Start of RECORDS PROVIDED

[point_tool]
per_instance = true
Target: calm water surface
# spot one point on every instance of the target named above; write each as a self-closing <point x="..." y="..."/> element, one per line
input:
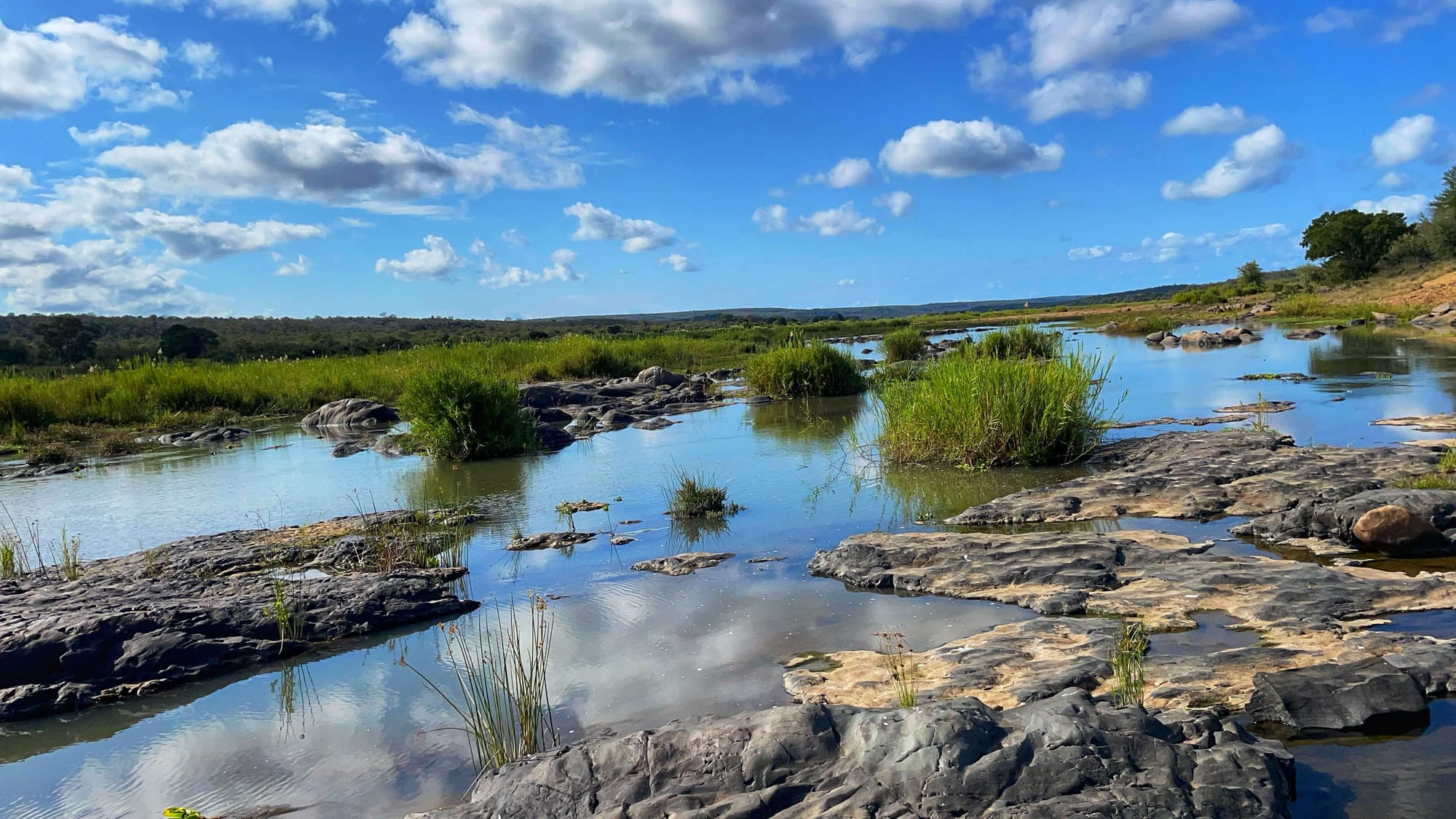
<point x="352" y="733"/>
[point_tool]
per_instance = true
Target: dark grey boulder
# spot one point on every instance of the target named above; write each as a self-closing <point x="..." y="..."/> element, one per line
<point x="1334" y="695"/>
<point x="353" y="413"/>
<point x="1068" y="755"/>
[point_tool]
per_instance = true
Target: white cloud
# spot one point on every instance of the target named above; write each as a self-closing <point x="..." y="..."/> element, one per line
<point x="62" y="63"/>
<point x="1332" y="20"/>
<point x="1097" y="92"/>
<point x="340" y="167"/>
<point x="1412" y="206"/>
<point x="1094" y="253"/>
<point x="899" y="203"/>
<point x="772" y="218"/>
<point x="1067" y="34"/>
<point x="1208" y="120"/>
<point x="438" y="260"/>
<point x="301" y="267"/>
<point x="1404" y="141"/>
<point x="601" y="223"/>
<point x="679" y="263"/>
<point x="1257" y="161"/>
<point x="649" y="52"/>
<point x="203" y="58"/>
<point x="847" y="174"/>
<point x="14" y="180"/>
<point x="108" y="133"/>
<point x="946" y="149"/>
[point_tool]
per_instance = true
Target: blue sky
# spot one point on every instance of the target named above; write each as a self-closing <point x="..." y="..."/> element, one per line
<point x="535" y="158"/>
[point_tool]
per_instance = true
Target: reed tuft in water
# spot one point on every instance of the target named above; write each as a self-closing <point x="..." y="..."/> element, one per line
<point x="503" y="698"/>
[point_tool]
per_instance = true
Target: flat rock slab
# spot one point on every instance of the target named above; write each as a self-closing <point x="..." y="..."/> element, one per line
<point x="1441" y="423"/>
<point x="685" y="563"/>
<point x="1196" y="475"/>
<point x="1068" y="755"/>
<point x="550" y="541"/>
<point x="1305" y="614"/>
<point x="196" y="608"/>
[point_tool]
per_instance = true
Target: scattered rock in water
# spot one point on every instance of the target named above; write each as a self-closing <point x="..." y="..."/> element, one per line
<point x="550" y="541"/>
<point x="685" y="563"/>
<point x="1260" y="407"/>
<point x="197" y="608"/>
<point x="1196" y="475"/>
<point x="1068" y="755"/>
<point x="1439" y="423"/>
<point x="1334" y="695"/>
<point x="353" y="413"/>
<point x="1307" y="334"/>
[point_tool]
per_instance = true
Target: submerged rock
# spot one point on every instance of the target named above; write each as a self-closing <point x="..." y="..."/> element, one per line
<point x="1068" y="755"/>
<point x="685" y="563"/>
<point x="1205" y="474"/>
<point x="353" y="413"/>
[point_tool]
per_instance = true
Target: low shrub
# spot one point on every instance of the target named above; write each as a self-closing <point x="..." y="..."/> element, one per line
<point x="804" y="371"/>
<point x="465" y="416"/>
<point x="903" y="344"/>
<point x="985" y="411"/>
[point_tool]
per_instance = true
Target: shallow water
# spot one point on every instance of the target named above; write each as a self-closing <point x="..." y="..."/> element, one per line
<point x="344" y="732"/>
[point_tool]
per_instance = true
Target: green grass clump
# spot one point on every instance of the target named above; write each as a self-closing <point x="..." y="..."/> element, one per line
<point x="804" y="371"/>
<point x="1021" y="341"/>
<point x="903" y="344"/>
<point x="985" y="411"/>
<point x="465" y="416"/>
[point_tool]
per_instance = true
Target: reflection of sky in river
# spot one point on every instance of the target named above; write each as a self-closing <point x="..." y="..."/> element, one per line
<point x="631" y="650"/>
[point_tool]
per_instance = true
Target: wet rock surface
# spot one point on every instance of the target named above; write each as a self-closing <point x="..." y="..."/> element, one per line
<point x="1068" y="755"/>
<point x="1203" y="475"/>
<point x="196" y="608"/>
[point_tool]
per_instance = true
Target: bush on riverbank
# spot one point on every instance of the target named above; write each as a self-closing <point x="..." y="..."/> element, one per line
<point x="903" y="344"/>
<point x="988" y="411"/>
<point x="804" y="371"/>
<point x="465" y="416"/>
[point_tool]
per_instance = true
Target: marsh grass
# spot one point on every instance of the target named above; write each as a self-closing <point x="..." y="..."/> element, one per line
<point x="895" y="657"/>
<point x="804" y="371"/>
<point x="503" y="698"/>
<point x="465" y="416"/>
<point x="903" y="344"/>
<point x="1018" y="341"/>
<point x="982" y="411"/>
<point x="1129" y="654"/>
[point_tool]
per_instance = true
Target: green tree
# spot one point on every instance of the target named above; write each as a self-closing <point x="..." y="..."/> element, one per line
<point x="1352" y="242"/>
<point x="68" y="340"/>
<point x="1251" y="274"/>
<point x="183" y="341"/>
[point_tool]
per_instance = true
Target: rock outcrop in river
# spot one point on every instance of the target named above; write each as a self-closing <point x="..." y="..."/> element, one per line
<point x="203" y="606"/>
<point x="1067" y="755"/>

End of RECORDS PROVIDED

WHAT YOU ARE ASKED TO DO — Transcribe the records above exactly, omitting every picture they contain.

TASK RESPONSE —
[point_tool]
per_instance = true
Target: calm water surface
# spot one point on every instance of the target named above; write each as a self-closing <point x="..." y="..."/> element, one per line
input:
<point x="352" y="733"/>
[point_tool]
per_instance = true
Target: dark grey boulder
# spot one point on every instance of the target named above; write each as a self-closing <point x="..." y="..."/> element, one per line
<point x="1334" y="695"/>
<point x="353" y="413"/>
<point x="1068" y="755"/>
[point_tool]
per_instance = true
Target: white cloud
# spot one point on every instance of the target named above; write each as a self-closing <point x="..." y="..."/> element, one per line
<point x="62" y="63"/>
<point x="1332" y="20"/>
<point x="1097" y="92"/>
<point x="340" y="167"/>
<point x="1412" y="206"/>
<point x="1094" y="253"/>
<point x="899" y="203"/>
<point x="772" y="218"/>
<point x="1067" y="34"/>
<point x="1208" y="120"/>
<point x="438" y="260"/>
<point x="301" y="267"/>
<point x="1404" y="141"/>
<point x="601" y="223"/>
<point x="679" y="263"/>
<point x="1257" y="161"/>
<point x="649" y="52"/>
<point x="203" y="58"/>
<point x="847" y="174"/>
<point x="14" y="180"/>
<point x="108" y="133"/>
<point x="946" y="149"/>
[point_tool]
per_instance = true
Target: blue sky
# spot one point on every instance of the target named above; write each as a self-closing <point x="..." y="..."/> element, one per line
<point x="535" y="158"/>
[point_tool]
per_instance = true
Target: reed tuft in water
# spot one point on every instance of the target named above; write each as a self-closing <point x="..." y="..."/> element, one per line
<point x="503" y="698"/>
[point_tool]
per_instance = true
Target: flat rock slab
# spot one point on every instance of the target named above; write each as a self-closing <point x="..." y="..."/> element, one per line
<point x="1441" y="423"/>
<point x="685" y="563"/>
<point x="1196" y="475"/>
<point x="1068" y="755"/>
<point x="550" y="541"/>
<point x="1305" y="614"/>
<point x="196" y="608"/>
[point_tool]
per_instance = true
Target: scattered rock in water
# spot one point on every instance of the target named above; write each as a self-closing <point x="..." y="..."/> element, one per line
<point x="550" y="541"/>
<point x="685" y="563"/>
<point x="1260" y="407"/>
<point x="197" y="608"/>
<point x="1196" y="475"/>
<point x="1068" y="755"/>
<point x="1439" y="423"/>
<point x="1334" y="695"/>
<point x="353" y="413"/>
<point x="1307" y="334"/>
[point_tool]
per_instance = true
Target: submerged rock
# spot one point on every instance of the target named above; write each as a self-closing <point x="..." y="..."/> element, one per line
<point x="1068" y="755"/>
<point x="685" y="563"/>
<point x="1205" y="474"/>
<point x="353" y="413"/>
[point_tool]
per_instance = true
Target: low shrub
# spot one point on every instance of the target named above; write each as a self-closing <point x="..." y="..."/> element, one per line
<point x="804" y="371"/>
<point x="465" y="416"/>
<point x="903" y="344"/>
<point x="985" y="411"/>
[point_tool]
per_instance = true
Target: shallow water
# spot one point on every instance of the target named above; write each as a self-closing <point x="..." y="..."/> element, one per line
<point x="344" y="732"/>
[point_tool]
per_instance = true
Target: green grass clump
# spot one point on every instance of the target named above; write each as a self-closing <point x="..." y="..."/> element, one per line
<point x="804" y="371"/>
<point x="1021" y="341"/>
<point x="903" y="344"/>
<point x="985" y="411"/>
<point x="465" y="416"/>
[point_tool]
per_instance = true
Target: reflection of sky in river
# spot one point on every instance of the target named above; write each as a self-closing <point x="..." y="..."/> element, one per line
<point x="631" y="650"/>
[point_tool]
per_instance = true
Target: wet rock surface
# spot one point on every instance of the target named above; write each as a self-closing <point x="..." y="..."/> element, one per line
<point x="1068" y="755"/>
<point x="1203" y="475"/>
<point x="196" y="608"/>
[point_tool]
per_instance = true
Target: bush on riverbank
# spot one point on every instance of the target named above; write each as a self-closing <point x="..." y="..."/> element, one per line
<point x="903" y="344"/>
<point x="988" y="411"/>
<point x="804" y="371"/>
<point x="465" y="416"/>
[point_tool]
per_instance = true
Target: marsh grass
# spot one point on every instance of the target named above; write each as a self-closing <point x="..." y="..."/> element, one per line
<point x="895" y="657"/>
<point x="804" y="371"/>
<point x="503" y="698"/>
<point x="465" y="416"/>
<point x="903" y="344"/>
<point x="1018" y="341"/>
<point x="982" y="411"/>
<point x="1129" y="654"/>
[point_tool]
per_instance = true
Target: green tree
# spot one point on every instance of the target named above; write each as a self-closing <point x="..." y="..."/> element, one per line
<point x="1352" y="242"/>
<point x="68" y="340"/>
<point x="1251" y="274"/>
<point x="183" y="341"/>
[point_tool]
per_instance = true
Target: rock outcrop in river
# spot one point on every instance of the target named above; write each as a self-closing <point x="..." y="..."/> element, one per line
<point x="203" y="606"/>
<point x="1067" y="755"/>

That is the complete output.